» 課題: 以下の資料から、文字列「girl」を含む行をすべて抜き出して報告してください。大文字と小文字は区別されます。

» 項目一覧:

• • • •

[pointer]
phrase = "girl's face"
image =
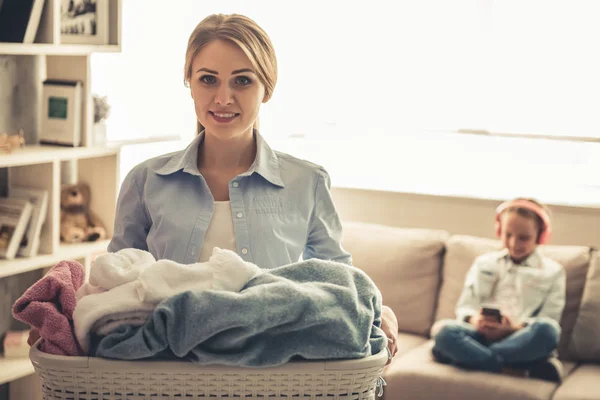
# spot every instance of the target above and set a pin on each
(519, 235)
(226, 90)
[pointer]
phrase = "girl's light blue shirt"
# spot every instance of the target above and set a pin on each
(281, 207)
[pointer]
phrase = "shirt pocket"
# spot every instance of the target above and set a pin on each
(267, 204)
(486, 280)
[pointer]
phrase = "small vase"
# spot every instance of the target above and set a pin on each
(99, 133)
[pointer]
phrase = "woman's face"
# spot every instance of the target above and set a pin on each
(226, 90)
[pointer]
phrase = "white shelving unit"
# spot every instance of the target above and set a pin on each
(42, 166)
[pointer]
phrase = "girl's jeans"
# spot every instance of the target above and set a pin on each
(460, 344)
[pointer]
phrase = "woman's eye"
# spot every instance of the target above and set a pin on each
(243, 80)
(208, 79)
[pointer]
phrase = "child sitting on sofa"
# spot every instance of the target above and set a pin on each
(527, 289)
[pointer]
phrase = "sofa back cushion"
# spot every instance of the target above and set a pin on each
(585, 342)
(461, 251)
(405, 264)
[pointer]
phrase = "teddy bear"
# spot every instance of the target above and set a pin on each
(77, 222)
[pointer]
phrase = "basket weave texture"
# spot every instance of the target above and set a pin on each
(89, 378)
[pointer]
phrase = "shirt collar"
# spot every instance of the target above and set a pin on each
(533, 260)
(266, 163)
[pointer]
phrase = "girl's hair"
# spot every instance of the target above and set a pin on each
(245, 33)
(527, 213)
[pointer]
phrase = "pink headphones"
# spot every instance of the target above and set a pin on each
(528, 205)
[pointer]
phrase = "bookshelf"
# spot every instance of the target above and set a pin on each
(46, 167)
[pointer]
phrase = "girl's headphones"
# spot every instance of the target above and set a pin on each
(546, 231)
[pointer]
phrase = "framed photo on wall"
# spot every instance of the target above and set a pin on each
(84, 22)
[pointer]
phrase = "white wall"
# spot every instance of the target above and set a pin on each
(571, 225)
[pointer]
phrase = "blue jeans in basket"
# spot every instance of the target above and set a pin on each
(460, 344)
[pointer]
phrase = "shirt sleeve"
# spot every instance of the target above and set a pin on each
(468, 302)
(131, 219)
(325, 228)
(555, 300)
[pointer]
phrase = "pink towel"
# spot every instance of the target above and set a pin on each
(48, 307)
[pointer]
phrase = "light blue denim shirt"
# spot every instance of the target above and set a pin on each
(281, 207)
(542, 283)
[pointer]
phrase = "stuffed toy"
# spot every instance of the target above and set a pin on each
(77, 222)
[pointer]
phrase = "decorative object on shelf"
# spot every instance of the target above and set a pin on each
(101, 111)
(84, 21)
(14, 217)
(30, 243)
(77, 222)
(62, 104)
(15, 344)
(10, 141)
(19, 20)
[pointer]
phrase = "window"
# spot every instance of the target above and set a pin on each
(378, 91)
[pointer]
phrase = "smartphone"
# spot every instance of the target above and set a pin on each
(491, 311)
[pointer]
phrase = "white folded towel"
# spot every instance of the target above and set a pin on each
(93, 307)
(224, 270)
(113, 269)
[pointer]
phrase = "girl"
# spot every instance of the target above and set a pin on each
(522, 289)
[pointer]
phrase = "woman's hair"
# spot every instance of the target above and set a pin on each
(245, 33)
(527, 213)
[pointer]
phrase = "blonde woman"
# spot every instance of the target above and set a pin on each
(228, 189)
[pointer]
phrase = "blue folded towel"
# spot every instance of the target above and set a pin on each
(312, 309)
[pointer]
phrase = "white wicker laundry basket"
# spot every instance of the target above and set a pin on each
(90, 378)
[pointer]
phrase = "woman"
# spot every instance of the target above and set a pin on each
(228, 189)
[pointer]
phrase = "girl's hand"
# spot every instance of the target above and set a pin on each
(389, 325)
(494, 331)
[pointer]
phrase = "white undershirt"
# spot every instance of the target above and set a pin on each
(220, 231)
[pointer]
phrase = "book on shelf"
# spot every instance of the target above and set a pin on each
(14, 216)
(19, 20)
(30, 243)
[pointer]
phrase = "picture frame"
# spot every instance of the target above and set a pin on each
(62, 112)
(84, 22)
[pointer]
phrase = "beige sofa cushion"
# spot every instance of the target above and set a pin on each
(408, 341)
(585, 339)
(461, 251)
(582, 384)
(405, 265)
(416, 376)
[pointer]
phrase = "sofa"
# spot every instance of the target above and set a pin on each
(421, 274)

• • • •

» 解答:
phrase = "girl's face"
phrase = "girl's light blue shirt"
phrase = "girl's jeans"
phrase = "girl's hair"
phrase = "girl's headphones"
phrase = "girl"
phrase = "girl's hand"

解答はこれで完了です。